* _TASK DIRECTIONS_
Skip every picture and copy only the lines from the one containing "Task: Where can the black backdrop" to the final line of the records below.

[Coordinate labeling data]
========================
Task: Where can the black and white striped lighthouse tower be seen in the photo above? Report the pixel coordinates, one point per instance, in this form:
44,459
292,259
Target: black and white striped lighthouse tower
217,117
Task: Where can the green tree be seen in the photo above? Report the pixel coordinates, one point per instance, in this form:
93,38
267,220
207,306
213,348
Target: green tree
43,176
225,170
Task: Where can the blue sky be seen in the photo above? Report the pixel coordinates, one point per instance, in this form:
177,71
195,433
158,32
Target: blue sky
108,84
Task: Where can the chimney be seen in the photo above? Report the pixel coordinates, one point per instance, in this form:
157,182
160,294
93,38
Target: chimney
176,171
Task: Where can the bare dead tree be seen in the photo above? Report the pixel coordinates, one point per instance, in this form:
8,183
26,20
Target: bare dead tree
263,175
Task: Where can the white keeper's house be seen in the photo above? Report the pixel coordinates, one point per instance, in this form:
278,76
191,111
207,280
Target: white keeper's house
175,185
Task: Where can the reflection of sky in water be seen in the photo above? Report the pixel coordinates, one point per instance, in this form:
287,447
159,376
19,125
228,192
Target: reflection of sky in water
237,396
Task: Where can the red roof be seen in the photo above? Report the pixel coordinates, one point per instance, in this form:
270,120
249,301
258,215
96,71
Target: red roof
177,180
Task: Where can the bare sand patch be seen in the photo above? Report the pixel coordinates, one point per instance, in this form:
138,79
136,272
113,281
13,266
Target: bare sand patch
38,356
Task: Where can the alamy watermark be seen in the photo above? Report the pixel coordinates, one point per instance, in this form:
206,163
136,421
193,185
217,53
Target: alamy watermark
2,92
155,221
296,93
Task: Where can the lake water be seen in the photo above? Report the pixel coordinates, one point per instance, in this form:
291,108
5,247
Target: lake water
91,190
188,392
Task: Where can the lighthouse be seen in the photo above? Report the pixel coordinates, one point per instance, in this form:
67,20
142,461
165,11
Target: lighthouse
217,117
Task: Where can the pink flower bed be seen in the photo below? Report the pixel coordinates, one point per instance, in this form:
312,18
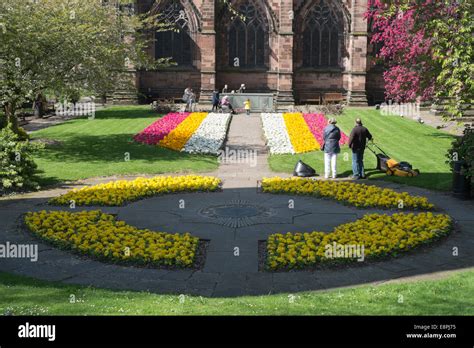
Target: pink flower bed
317,123
155,132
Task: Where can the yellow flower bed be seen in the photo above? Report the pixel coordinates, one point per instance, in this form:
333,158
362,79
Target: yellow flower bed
300,135
380,235
117,193
359,195
100,235
179,136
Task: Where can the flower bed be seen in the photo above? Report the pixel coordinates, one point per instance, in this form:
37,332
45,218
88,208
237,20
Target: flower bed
196,132
359,195
300,135
102,236
317,123
275,131
116,193
154,133
295,132
210,136
376,236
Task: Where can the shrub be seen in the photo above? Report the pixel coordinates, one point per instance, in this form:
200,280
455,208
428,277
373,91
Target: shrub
17,168
463,150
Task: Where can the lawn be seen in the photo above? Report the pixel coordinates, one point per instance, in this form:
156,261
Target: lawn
404,139
453,295
98,147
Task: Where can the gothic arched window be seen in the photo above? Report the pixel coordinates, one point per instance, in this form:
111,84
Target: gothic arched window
247,37
321,37
175,43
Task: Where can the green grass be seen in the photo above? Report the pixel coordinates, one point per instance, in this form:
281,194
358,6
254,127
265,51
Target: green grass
403,139
453,295
91,148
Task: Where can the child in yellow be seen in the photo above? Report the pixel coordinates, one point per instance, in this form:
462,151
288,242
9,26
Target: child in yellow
247,106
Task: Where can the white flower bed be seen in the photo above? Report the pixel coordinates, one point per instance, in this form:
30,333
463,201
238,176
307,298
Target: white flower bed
277,136
210,136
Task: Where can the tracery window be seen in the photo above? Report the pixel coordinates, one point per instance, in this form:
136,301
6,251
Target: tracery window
321,37
247,37
176,42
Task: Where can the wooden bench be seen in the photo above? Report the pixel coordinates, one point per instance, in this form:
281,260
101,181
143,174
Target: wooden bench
310,98
333,97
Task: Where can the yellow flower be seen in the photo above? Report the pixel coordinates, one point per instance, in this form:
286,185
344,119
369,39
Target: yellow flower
81,232
378,234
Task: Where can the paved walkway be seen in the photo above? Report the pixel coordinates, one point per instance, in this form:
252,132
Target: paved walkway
246,159
234,221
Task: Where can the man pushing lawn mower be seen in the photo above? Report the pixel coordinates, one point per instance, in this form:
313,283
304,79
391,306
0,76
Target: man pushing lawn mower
390,166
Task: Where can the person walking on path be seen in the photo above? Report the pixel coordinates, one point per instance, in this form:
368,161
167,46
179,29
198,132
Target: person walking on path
247,106
188,98
215,100
357,143
226,103
331,148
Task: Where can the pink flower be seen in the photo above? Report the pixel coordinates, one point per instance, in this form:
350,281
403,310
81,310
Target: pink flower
317,123
160,128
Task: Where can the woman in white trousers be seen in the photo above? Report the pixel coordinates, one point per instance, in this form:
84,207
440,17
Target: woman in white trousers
332,135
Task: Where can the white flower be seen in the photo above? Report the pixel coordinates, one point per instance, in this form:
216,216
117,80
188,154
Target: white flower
210,136
276,133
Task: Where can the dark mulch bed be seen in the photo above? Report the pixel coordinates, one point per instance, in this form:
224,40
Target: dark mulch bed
338,264
199,260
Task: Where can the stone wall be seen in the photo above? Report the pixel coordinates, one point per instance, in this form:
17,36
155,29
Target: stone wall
282,73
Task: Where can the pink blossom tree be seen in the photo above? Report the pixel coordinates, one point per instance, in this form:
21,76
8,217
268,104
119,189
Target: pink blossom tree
427,48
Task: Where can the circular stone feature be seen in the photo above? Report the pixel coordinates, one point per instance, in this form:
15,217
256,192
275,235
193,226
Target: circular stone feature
236,213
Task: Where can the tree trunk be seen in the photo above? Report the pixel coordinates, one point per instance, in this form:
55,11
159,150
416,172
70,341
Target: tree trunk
3,118
10,110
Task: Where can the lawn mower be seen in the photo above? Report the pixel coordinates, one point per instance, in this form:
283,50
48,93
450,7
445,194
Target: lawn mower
390,166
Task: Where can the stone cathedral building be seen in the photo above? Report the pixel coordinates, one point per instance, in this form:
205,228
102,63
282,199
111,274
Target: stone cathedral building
290,48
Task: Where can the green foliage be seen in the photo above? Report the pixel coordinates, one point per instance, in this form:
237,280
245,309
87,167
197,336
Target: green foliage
453,48
17,168
452,294
403,139
65,46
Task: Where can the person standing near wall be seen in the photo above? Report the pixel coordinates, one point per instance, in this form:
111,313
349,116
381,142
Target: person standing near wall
215,100
247,106
357,143
332,135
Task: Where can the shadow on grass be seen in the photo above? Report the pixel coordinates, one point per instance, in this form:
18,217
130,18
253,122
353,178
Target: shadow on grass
125,113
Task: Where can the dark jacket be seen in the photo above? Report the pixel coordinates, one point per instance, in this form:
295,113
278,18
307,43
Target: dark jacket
358,138
215,97
332,135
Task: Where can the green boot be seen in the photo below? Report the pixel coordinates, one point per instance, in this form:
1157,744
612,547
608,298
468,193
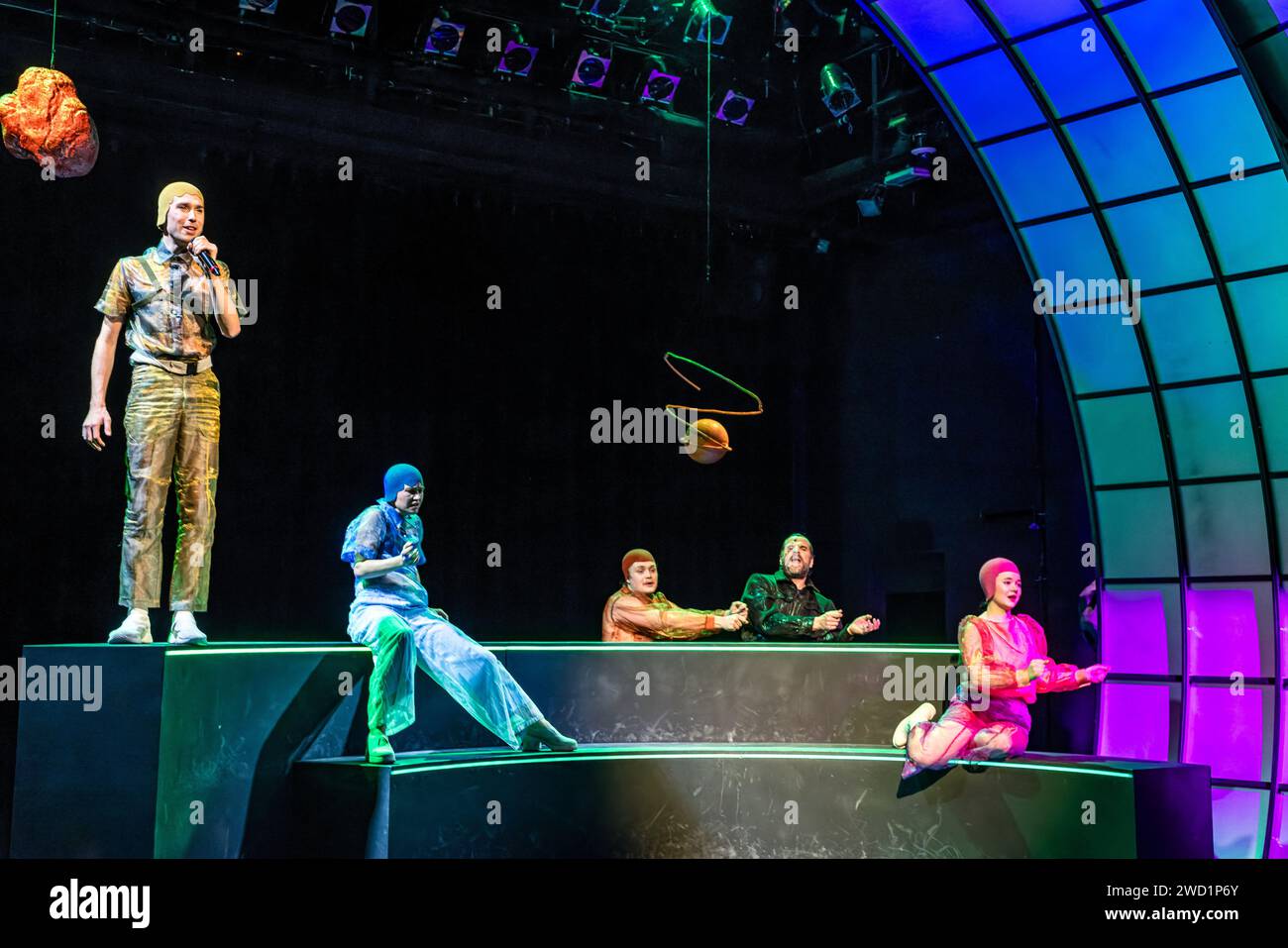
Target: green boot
378,751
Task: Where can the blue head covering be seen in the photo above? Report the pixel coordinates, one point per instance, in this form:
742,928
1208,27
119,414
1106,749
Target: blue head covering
398,476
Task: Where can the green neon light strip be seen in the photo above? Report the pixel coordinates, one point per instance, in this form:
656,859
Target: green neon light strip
198,651
703,647
889,755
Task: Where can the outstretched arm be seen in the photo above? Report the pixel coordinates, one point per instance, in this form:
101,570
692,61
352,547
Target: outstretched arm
666,621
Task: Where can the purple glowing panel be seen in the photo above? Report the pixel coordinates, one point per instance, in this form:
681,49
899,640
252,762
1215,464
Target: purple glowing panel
1227,732
1134,721
1133,631
1223,633
1237,822
1022,16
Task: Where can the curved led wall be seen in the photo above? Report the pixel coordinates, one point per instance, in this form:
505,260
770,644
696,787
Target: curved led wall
1129,149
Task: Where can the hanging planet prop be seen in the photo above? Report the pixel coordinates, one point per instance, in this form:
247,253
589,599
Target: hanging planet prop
712,441
44,120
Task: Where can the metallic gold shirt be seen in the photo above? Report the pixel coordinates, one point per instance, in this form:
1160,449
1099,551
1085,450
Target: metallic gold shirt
170,305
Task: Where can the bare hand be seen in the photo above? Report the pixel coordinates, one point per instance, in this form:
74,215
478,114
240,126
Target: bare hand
200,244
1039,670
863,625
95,427
730,622
1095,674
828,621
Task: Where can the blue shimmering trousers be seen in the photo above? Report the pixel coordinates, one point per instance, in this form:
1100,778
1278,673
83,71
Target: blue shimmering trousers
403,639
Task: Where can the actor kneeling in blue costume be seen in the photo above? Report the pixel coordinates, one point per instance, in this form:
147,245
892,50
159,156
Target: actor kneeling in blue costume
390,614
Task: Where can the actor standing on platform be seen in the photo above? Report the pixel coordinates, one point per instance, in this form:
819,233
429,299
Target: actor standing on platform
638,612
390,614
171,416
789,605
1006,659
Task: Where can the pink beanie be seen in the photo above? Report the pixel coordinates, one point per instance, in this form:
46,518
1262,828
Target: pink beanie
990,571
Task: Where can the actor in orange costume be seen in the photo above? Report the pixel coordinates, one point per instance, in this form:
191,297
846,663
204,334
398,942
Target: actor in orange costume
638,612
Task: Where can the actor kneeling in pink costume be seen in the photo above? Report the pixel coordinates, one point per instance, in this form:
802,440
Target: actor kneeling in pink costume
1005,655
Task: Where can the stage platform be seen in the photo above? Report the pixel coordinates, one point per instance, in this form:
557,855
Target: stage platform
690,749
747,801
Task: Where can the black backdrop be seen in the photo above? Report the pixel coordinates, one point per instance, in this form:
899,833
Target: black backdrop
373,304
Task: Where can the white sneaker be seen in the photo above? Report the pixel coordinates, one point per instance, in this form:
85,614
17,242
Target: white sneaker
923,712
183,630
136,630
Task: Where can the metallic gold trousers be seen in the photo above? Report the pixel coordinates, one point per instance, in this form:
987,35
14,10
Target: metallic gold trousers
171,432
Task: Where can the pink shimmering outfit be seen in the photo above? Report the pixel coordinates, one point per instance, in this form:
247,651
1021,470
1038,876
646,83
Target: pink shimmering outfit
990,720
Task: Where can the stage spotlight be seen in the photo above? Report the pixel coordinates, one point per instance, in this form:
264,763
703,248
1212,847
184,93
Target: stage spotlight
445,39
591,69
351,20
516,59
734,108
837,90
660,88
706,17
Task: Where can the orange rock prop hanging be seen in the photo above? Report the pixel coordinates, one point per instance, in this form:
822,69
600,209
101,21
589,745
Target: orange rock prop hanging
44,120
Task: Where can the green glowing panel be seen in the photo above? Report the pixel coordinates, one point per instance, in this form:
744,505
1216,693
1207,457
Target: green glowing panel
1225,530
1211,433
1137,536
1072,248
1033,175
1245,219
1261,312
1273,404
1215,128
1100,352
1122,440
1171,42
1188,335
1121,154
1158,241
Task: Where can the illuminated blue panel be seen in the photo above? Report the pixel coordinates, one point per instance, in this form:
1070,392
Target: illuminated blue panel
1137,536
1171,42
1273,403
1260,307
1121,154
1076,80
1122,440
1237,822
1021,16
1158,241
1100,352
990,95
1211,433
1034,175
1215,124
1188,335
1225,528
1073,247
938,30
1245,220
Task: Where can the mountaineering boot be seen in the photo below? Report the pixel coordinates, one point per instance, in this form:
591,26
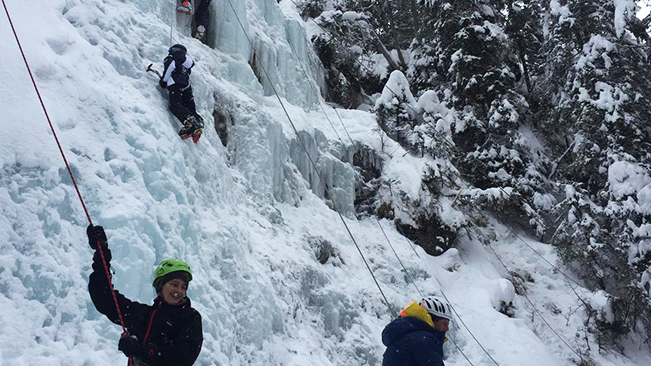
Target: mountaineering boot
188,128
198,129
184,7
========================
* _SOLUTION_
Task: Where can the black backdrop be seen in the photo above? Report the pixel coordinates, one point per instance, in this form:
899,833
Target: black backdrop
373,304
Task: Where can the white sneaker be seen in the photo above? Report the pixel coordinates, one point per instance, in this form:
85,614
17,242
Target: white sneaker
923,712
183,630
136,630
Task: Where can the metallic gold trousers be seen in the photo above? Report the pixel coordinates, one point per instance, in this form:
987,35
14,10
Target: metallic gold trousers
171,432
Task: Where can the pink shimmering outfit be seen in the photo above? Report the pixel coordinates, one point per instance, in this form:
247,651
1021,470
1038,876
646,83
Target: pink shimmering outfit
990,720
Task: Where can the stage spotlight be seen in the photo above? Report the pixel coordinates, one point per instance, in this form:
264,763
703,248
1212,847
184,93
Target: stage spotlight
445,39
591,69
351,20
516,59
734,108
837,90
660,88
706,17
Task: Where can the orange rock prop hanging be seen in the photo above? Report the pixel coordinates, one point per instance, in this form:
822,69
600,209
101,21
589,745
Target: orange rock prop hanging
44,120
Task: Where can the green glowing panel be seen in the photo above? Report the pixel coordinates, one point per instance, in this form:
744,505
1216,693
1207,457
Target: green glowing panel
1225,530
1211,433
1137,536
1072,248
1033,175
1245,219
1261,312
1273,404
1215,128
1100,352
1122,440
1171,42
1188,335
1121,154
1158,241
Task: Where can the illuminated blue panel be seen in the photo above? Report the pixel coordinates, one point per instance, in this form:
1070,392
Target: illuminated blue panel
1137,536
1171,42
1273,403
1260,307
1121,154
1076,80
1122,440
1237,822
1021,16
1158,241
1100,352
990,95
1211,433
1034,175
1215,124
1188,335
1225,528
1073,247
938,30
1245,220
Task: Where can the mountaineering boot be seen in the photo below? Report the pixel coordinates, one point per instance, in this form:
591,26
Target: mountaineering boot
188,128
198,129
184,7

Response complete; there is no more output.